• [Texte cité]:
========================

Est-ce que tu as des livres (ou autres) sur la situation du Sahara au Maroc à me recommender?
Je suis marocaine et j'aimerais bien être plus informée sur le sujet car actuellement je n'ai que des idées vagues dessus.
Merci d'avance !!
salut!! désolée d’avoir mis du temps à te répondre je cherchais des livres écrits par des marocains et pas par pierre paul jacques lol mais du coup pas moyen de trouver un livre qui ne relève pas de la propagande soit pro-algérienne soit pro-marocaine (ou alors pro-ONU/”résolution internationale” aka re-colonisation lol quel bordel) donc du coup je vais juste te donner ma liste de livres à lire sur le sujet mais je ne les approuve pas (jusqu’ici en tout cas)!

========================

[Données de segmentation des régions]
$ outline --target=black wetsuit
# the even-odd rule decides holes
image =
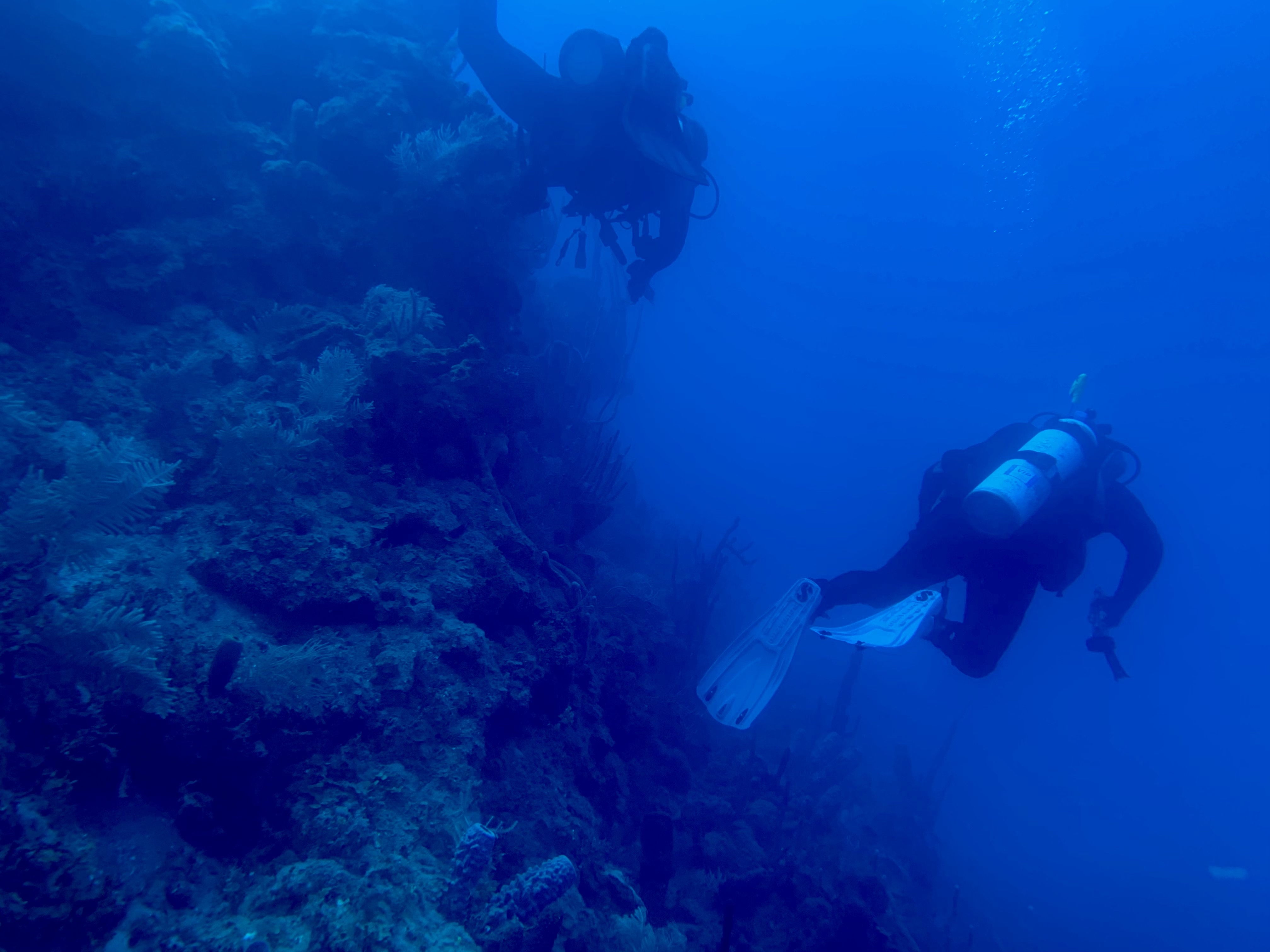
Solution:
[[[679,256],[693,189],[706,184],[705,132],[679,114],[686,84],[674,72],[665,37],[645,30],[622,52],[612,37],[613,69],[580,86],[552,76],[498,32],[497,0],[464,0],[458,46],[498,107],[528,133],[530,168],[541,187],[573,195],[566,215],[601,221],[603,241],[625,264],[613,222],[632,228],[638,260],[627,268],[632,301],[652,297],[649,279]],[[654,237],[648,217],[658,217]]]
[[[1163,543],[1137,496],[1099,467],[1086,467],[1040,512],[1005,539],[970,528],[963,500],[1036,433],[1011,424],[983,443],[954,449],[926,471],[917,528],[876,571],[850,571],[822,583],[822,609],[841,604],[884,608],[917,589],[965,579],[965,619],[942,622],[931,641],[972,678],[991,674],[1022,623],[1036,585],[1063,592],[1085,570],[1088,539],[1105,532],[1125,547],[1114,595],[1095,603],[1105,627],[1119,625],[1160,567]]]

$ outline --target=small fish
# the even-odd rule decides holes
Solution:
[[[1248,871],[1242,866],[1210,866],[1208,875],[1214,880],[1246,880]]]
[[[1085,385],[1088,382],[1088,380],[1090,374],[1082,373],[1080,377],[1072,381],[1072,387],[1071,390],[1067,391],[1067,395],[1072,397],[1072,404],[1081,402],[1081,397],[1085,396]]]

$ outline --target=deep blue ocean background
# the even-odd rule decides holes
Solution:
[[[720,204],[655,303],[555,264],[455,3],[0,0],[0,952],[1270,948],[1270,8],[499,6],[550,70],[669,38]],[[458,171],[394,168],[438,129]],[[752,731],[705,717],[792,580],[1081,373],[1166,546],[1129,679],[1100,538],[989,678],[869,652],[839,737],[805,636]]]
[[[870,656],[881,759],[933,755],[949,863],[1003,948],[1270,943],[1270,57],[1252,3],[504,3],[550,55],[657,24],[711,133],[718,217],[660,281],[624,433],[671,518],[742,515],[761,561],[734,626],[799,575],[875,567],[950,447],[1086,400],[1142,456],[1166,559],[1085,652],[1091,546],[997,671]],[[720,645],[723,635],[720,633]],[[766,715],[831,697],[804,641]],[[1209,866],[1241,866],[1246,881]],[[991,946],[989,946],[991,947]]]

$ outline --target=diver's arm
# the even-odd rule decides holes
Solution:
[[[1114,628],[1156,578],[1165,543],[1139,499],[1119,482],[1106,487],[1106,531],[1124,546],[1124,571],[1115,594],[1096,599],[1095,611],[1101,613],[1105,627]]]
[[[458,48],[512,122],[533,132],[559,105],[561,80],[503,39],[498,0],[462,0]]]
[[[631,301],[639,301],[648,292],[653,275],[668,268],[683,250],[688,237],[688,220],[692,212],[692,194],[696,185],[678,175],[667,175],[667,197],[662,203],[659,231],[655,239],[645,237],[635,244],[635,254],[641,260],[631,261],[629,291]]]

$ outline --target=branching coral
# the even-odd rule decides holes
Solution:
[[[391,330],[399,344],[422,331],[444,326],[429,298],[414,288],[398,291],[387,284],[376,284],[366,292],[366,300],[362,302],[362,324],[372,333]]]
[[[362,366],[351,350],[328,348],[318,358],[318,369],[309,371],[301,380],[300,399],[312,407],[319,420],[362,419],[373,409],[371,404],[353,400],[364,381]]]
[[[43,543],[51,562],[83,562],[110,536],[136,529],[174,484],[177,463],[145,456],[132,439],[102,442],[81,428],[66,475],[50,482],[32,470],[0,517],[0,553],[30,557]]]
[[[61,638],[71,660],[102,669],[123,691],[141,697],[145,710],[166,717],[175,691],[159,670],[159,626],[140,608],[84,608],[75,612]]]

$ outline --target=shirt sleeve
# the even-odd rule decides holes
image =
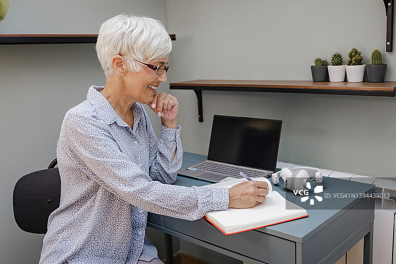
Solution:
[[[180,139],[181,127],[170,129],[161,125],[160,138],[157,138],[151,123],[146,113],[147,132],[149,145],[150,176],[163,183],[173,183],[176,180],[177,171],[183,163],[183,147]],[[173,159],[173,153],[176,153]]]
[[[70,154],[79,161],[75,166],[89,179],[127,202],[187,220],[199,219],[209,211],[228,209],[228,188],[187,187],[153,180],[121,151],[108,126],[100,120],[74,112],[66,115],[60,140],[66,141]]]

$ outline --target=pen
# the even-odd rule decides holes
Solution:
[[[247,179],[248,180],[251,180],[251,179],[248,176],[246,175],[245,174],[244,174],[242,172],[240,172],[239,174],[240,174],[241,176],[243,176],[246,179]]]

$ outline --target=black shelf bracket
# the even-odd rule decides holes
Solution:
[[[197,94],[198,99],[198,121],[200,122],[203,122],[203,110],[202,109],[202,90],[194,89],[194,91]]]
[[[394,0],[383,0],[387,14],[387,52],[392,51],[393,48]]]

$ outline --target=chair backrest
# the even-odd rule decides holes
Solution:
[[[48,217],[59,207],[60,202],[60,177],[57,168],[25,175],[14,188],[15,221],[24,231],[45,234]]]

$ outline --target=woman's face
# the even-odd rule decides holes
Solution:
[[[137,62],[140,63],[140,62]],[[147,63],[154,66],[165,66],[168,63],[168,58],[156,59],[148,61]],[[154,95],[159,91],[156,89],[160,83],[166,82],[166,72],[158,75],[154,71],[142,64],[143,70],[136,73],[128,71],[124,78],[126,95],[133,102],[143,104],[149,104],[154,98]]]

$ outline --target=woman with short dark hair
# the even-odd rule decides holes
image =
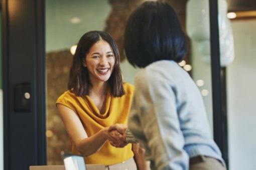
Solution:
[[[146,2],[131,14],[124,34],[135,78],[128,127],[153,170],[225,170],[212,138],[200,92],[178,64],[186,52],[178,17],[167,3]]]

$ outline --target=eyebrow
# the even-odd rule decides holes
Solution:
[[[114,52],[107,52],[107,54],[109,54],[109,53],[114,53]],[[93,53],[91,54],[91,56],[93,55],[93,54],[99,54],[99,52],[93,52]]]

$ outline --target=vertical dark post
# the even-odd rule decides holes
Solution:
[[[226,92],[225,82],[223,82],[225,81],[225,72],[222,72],[222,78],[222,78],[220,64],[217,0],[209,0],[209,8],[214,138],[228,168],[226,95],[224,94]]]
[[[4,169],[46,164],[45,1],[2,0]]]

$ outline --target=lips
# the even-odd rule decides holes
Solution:
[[[97,70],[101,74],[106,74],[108,72],[109,70],[109,68],[100,68],[100,69],[97,69]]]

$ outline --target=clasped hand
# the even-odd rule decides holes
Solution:
[[[126,142],[126,130],[127,126],[123,124],[114,124],[108,128],[108,133],[110,136],[109,142],[116,148],[123,148],[128,144]]]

========================

• [Exercices à faire]:
1/ Répondez à ces questions sur l'extrait consacré au Sahara :
(a) Quelle nationalité la personne qui pose la question se donne-t-elle ?
(b) Par qui la personne qui répond cherchait-elle des livres écrits ?
(c) Que cette personne annonce-t-elle finalement donner, sans l'approuver ?
2/ Poursuivez l'extrait sur le Sahara à partir de sa dernière phrase.

• [Réponses fournies]:
1/
(a) Elle se dit marocaine.
(b) Elle cherchait des livres écrits par des Marocains.
(c) Elle annonce donner sa liste de livres à lire sur le sujet.

2/
Global, Regional and Local Dimensions of Western Sahara’s Protracted Decolonization: When a Conflict Gets Old de Raquel Ojeda-Garcia, Irene Fernández-Molina et Victoria Veguilla 
Western Sahara: War, Nationalism, and Conflict Irresolution de Stephen Zunes et Jacob Mundy
Guerre secrète au Sahara occidental de Hassan Alaoui (celui-ci est très pro-Maroc donc je le mets juste pour avoir un auteur de couleur mais bon c’est à prendre avec des pincettes)
dis moi si l’un d’entre eux t’intéresse je le lirai en même temps que toi!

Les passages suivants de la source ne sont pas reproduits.